DOCUMENT SOURCE |

Les enfants soldats, en Afrique, des gamins, enlevés, conditionnés, drogués sont devenus des tueurs impitoyables, aujourd’hui encore. Dans Tamba, l’enfant soldat (Delcourt) prévu en août, Marion Achard raconte le destin de trois d’entre eux. Sans fioritures, en expliquant, en témoignant de la violence, de l’horreur mais aussi de la volonté de ces gamins de s’en sortir. Un électrochoc bourré d’émotions dessiné par Yann Dégruel d’un trait expressif et très humain. (Cet article a paru dans le numéro de juillet 2018 de Zoo). Par Jean-Laurent TRUC.
Qu’est ce qui a bien pu pousser Marion Achard, romancière jeunesse, ancienne artiste de cirque, à se lancer dans une aventure pareille, une première BD sur un sujet aussi brûlant ? « Un concours de circonstance, la rencontre avec le dessinateur Yan Dégruel. Il me demandait régulièrement si je n’avais pas de scénario. J’avais un texte écrit depuis plusieurs années sur les enfant soldats. Je le lui ai fait lire et je lui ai demandé s’il pensait que ça valait le coup d’en faire une BD ». La preuve que oui car Tamba, l’enfant soldat est un récit d’une rare force. Tamba, huit ans, assiste au pillage de son village africain par une bande de rebelles qui l’enlèvent avec d’autres dont une petite fille, Awa. Un chef de guerre l’épargne. Tamba devient peu à peu un enfant soldat qui tue mais finit par décider de s’enfuir, de rejoindre de justesse un camp de réfugiés avec Awa qui a été violée et Aceyta, un autre camarade. Ces gamins, Marion Achard en a rencontré : « Je suis allé dans ces camps en Afrique dans les années 2000. Je faisais des ateliers sur les arts du cirque à des éducateurs et à des enfants. Parmi eux il y en avait qui avaient fait la guerre. J’étais en Guinée forestière avec des réfugiés qui venaient du Libéria et de la Sierra Leone ».

ENREGISTREMENTS FOURNIS |

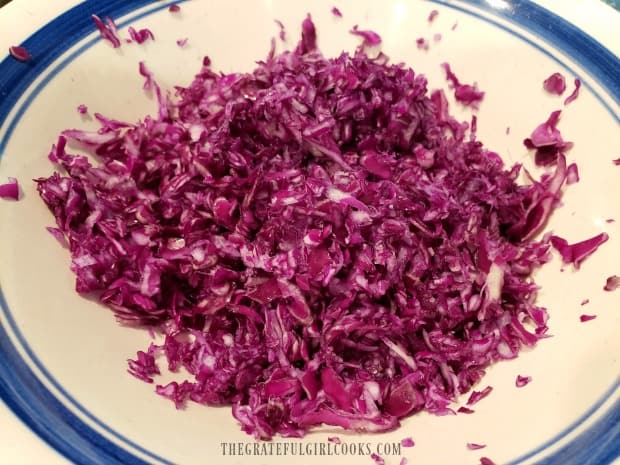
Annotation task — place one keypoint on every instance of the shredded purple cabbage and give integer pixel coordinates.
(572, 174)
(282, 33)
(477, 396)
(319, 241)
(522, 380)
(578, 252)
(612, 283)
(10, 190)
(141, 35)
(547, 140)
(19, 53)
(555, 84)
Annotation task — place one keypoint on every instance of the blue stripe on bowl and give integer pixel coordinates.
(55, 423)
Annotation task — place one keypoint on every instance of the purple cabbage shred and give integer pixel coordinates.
(10, 190)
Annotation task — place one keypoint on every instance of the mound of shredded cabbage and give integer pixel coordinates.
(319, 241)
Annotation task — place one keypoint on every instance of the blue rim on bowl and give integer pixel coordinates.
(76, 439)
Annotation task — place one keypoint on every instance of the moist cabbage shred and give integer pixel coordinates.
(318, 241)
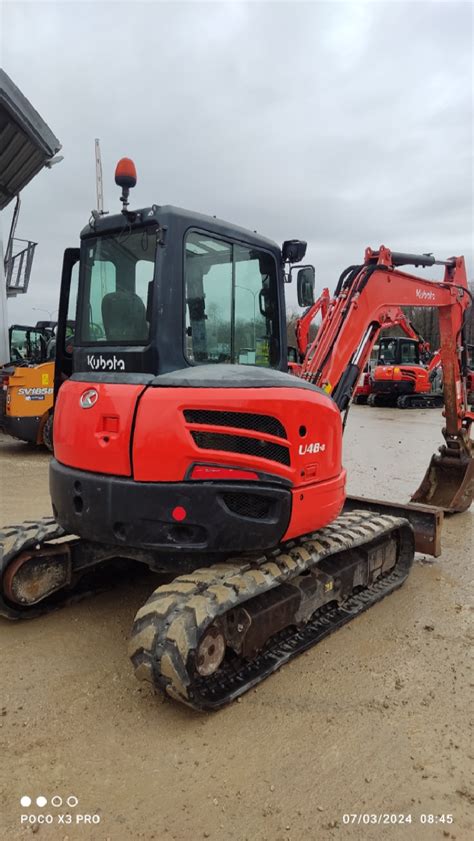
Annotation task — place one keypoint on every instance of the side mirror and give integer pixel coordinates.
(305, 282)
(293, 250)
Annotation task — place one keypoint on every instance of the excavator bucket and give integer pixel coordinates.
(448, 483)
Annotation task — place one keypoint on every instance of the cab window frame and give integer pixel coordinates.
(84, 291)
(233, 242)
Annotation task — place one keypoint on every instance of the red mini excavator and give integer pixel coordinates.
(182, 442)
(405, 372)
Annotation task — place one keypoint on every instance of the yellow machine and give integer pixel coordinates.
(27, 396)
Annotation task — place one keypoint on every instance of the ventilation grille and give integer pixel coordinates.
(248, 505)
(238, 444)
(239, 420)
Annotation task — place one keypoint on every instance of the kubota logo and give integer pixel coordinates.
(425, 295)
(89, 398)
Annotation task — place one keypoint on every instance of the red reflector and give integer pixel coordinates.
(179, 513)
(201, 471)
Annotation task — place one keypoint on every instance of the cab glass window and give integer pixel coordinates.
(118, 281)
(231, 303)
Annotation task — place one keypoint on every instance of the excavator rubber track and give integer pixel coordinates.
(19, 538)
(169, 628)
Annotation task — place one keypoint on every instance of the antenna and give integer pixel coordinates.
(98, 178)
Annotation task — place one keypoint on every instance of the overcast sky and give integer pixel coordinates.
(345, 124)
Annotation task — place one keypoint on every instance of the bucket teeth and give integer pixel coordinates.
(448, 483)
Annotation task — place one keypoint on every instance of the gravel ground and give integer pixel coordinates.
(374, 720)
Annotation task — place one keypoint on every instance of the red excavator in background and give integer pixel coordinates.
(394, 349)
(405, 373)
(181, 442)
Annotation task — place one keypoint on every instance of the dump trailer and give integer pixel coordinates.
(227, 477)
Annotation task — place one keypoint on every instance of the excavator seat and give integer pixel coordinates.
(124, 317)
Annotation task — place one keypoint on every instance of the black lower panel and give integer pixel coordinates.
(394, 387)
(219, 517)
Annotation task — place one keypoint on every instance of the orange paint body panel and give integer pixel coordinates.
(97, 438)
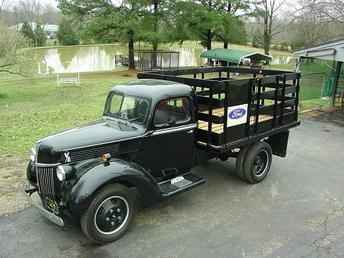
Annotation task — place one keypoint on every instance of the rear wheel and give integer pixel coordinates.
(109, 214)
(257, 162)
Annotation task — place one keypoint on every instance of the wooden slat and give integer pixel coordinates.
(218, 128)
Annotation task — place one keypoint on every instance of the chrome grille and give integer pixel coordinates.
(46, 180)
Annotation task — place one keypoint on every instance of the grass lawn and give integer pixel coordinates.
(34, 108)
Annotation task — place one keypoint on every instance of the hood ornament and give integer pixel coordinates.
(67, 157)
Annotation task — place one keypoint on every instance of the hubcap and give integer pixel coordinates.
(111, 215)
(261, 163)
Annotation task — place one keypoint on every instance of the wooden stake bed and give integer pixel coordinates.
(272, 95)
(218, 128)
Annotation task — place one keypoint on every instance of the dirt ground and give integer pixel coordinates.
(12, 169)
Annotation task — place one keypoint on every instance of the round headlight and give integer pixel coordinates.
(33, 155)
(61, 173)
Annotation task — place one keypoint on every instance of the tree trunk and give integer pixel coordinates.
(209, 38)
(155, 43)
(131, 58)
(155, 55)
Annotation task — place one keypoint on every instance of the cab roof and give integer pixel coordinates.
(153, 89)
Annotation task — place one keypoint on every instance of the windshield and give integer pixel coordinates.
(129, 108)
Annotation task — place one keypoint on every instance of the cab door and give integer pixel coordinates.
(169, 150)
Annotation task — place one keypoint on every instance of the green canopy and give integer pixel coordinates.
(233, 55)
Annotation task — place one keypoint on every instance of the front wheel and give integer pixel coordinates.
(109, 215)
(257, 162)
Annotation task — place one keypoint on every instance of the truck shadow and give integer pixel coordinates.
(171, 212)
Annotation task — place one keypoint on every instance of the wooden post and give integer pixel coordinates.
(338, 69)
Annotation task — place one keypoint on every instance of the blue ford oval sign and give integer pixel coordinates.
(237, 113)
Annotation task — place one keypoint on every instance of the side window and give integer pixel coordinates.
(172, 112)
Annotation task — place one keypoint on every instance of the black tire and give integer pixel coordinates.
(257, 162)
(109, 215)
(240, 162)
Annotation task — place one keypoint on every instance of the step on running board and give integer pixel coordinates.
(180, 184)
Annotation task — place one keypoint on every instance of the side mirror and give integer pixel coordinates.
(172, 121)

CONSIGNES ÉCRITES |
a) Reproduisez à l'identique les lignes des enregistrements, depuis celle qui contient « canopy and give integer pixel coordinates. » jusqu'à la fin des enregistrements, ces deux bornes comprises.
b) Prolongez l'article consacré à la bande dessinée Tamba, l'enfant soldat, en reprenant après sa dernière phrase.

RÉSULTATS OBTENUS |
a)
Annotation task — place one keypoint on every instance of the green canopy and give integer pixel coordinates.
(233, 55)
Annotation task — place one keypoint on every instance of the front wheel and give integer pixel coordinates.
(109, 215)
(257, 162)
Annotation task — place one keypoint on every instance of the truck shadow and give integer pixel coordinates.
(171, 212)
Annotation task — place one keypoint on every instance of the wooden post and give integer pixel coordinates.
(338, 69)
Annotation task — place one keypoint on every instance of the blue ford oval sign and give integer pixel coordinates.
(237, 113)
Annotation task — place one keypoint on every instance of the side window and give integer pixel coordinates.
(172, 112)
Annotation task — place one keypoint on every instance of the black tire and give integer pixel coordinates.
(257, 162)
(109, 215)
(240, 162)
Annotation task — place one keypoint on every instance of the step on running board and give integer pixel coordinates.
(180, 184)
Annotation task — place one keypoint on every instance of the side mirror and give integer pixel coordinates.
(172, 121)

b)
Des Commissions de vérité
Mais on ne dit pas pour autant à Marion que ces enfants ont été des combattants : « Je les ai rencontrés dans les camps sans qu’on me précise leur passé. La plupart des témoignages recueillis ou lus montraient leur capacité de résilience, de surmonter leurs drames, ouverts à un avenir plus serein ». Tamba se retrouve à 16 ans devant une Commission de vérité et de réconciliation. Il va enfin parler, témoigner de son voyage au bout de l’horreur et de la folie. Des commissions qui ont bien existé, pour exorciser mais aussi faire acte de mémoire : « Il y a eu une quinzaine de ces commissions dans le monde, en Afrique du Sud, au Libéria, au Canada pour les peuples autochtones, en Asie. C’est courant mais on en entend très peu parler ».
Tamba se raconte face à un public où il y a des victimes de ses propres actions meurtrières. Il parle d’Awa qui va accoucher d’une petite fille, d’Aceyta qui repart au combat incapable de se désintoxiquer à tout niveau. Marion Achard a voulu, sans situer précisément l’action dans un pays, « traiter cette histoire en deux parties, celle où les enfants s’enfuient du camp et celle où ils parlent dans les commissions. Que les deux se chevauchent pour faire un parallèle entre leur désir de revivre et l’enfer vécu ». Il y a 150 000 enfants soldats toujours en activité, en guerre, la majorité en Afrique. « Il ne faut pas penser que c’est fini et que tout va bien. En Syrie, l’État Islamique s’est ajouté à la liste » continue Mari.
Tamba se lit certes ému mais simplement, grâce aux qualités d’écriture et du dessin réaliste, net, sans accrocs de Yann Dégruel. On est pris aux tripes. La réalité s’expose sans fards. Après Tamba, Marion Achard veut continuer son aventure BD : « J’ai envie de parler du cirque, ma première passion avant l’écriture. J’ai une idée sur les contorsionnistes mongols. En Mongolie la contorsion est un ascenseur social et impitoyable pour les petites filles ». Une autre BD témoignage comme pour Tamba, cet enfant revenu du pire.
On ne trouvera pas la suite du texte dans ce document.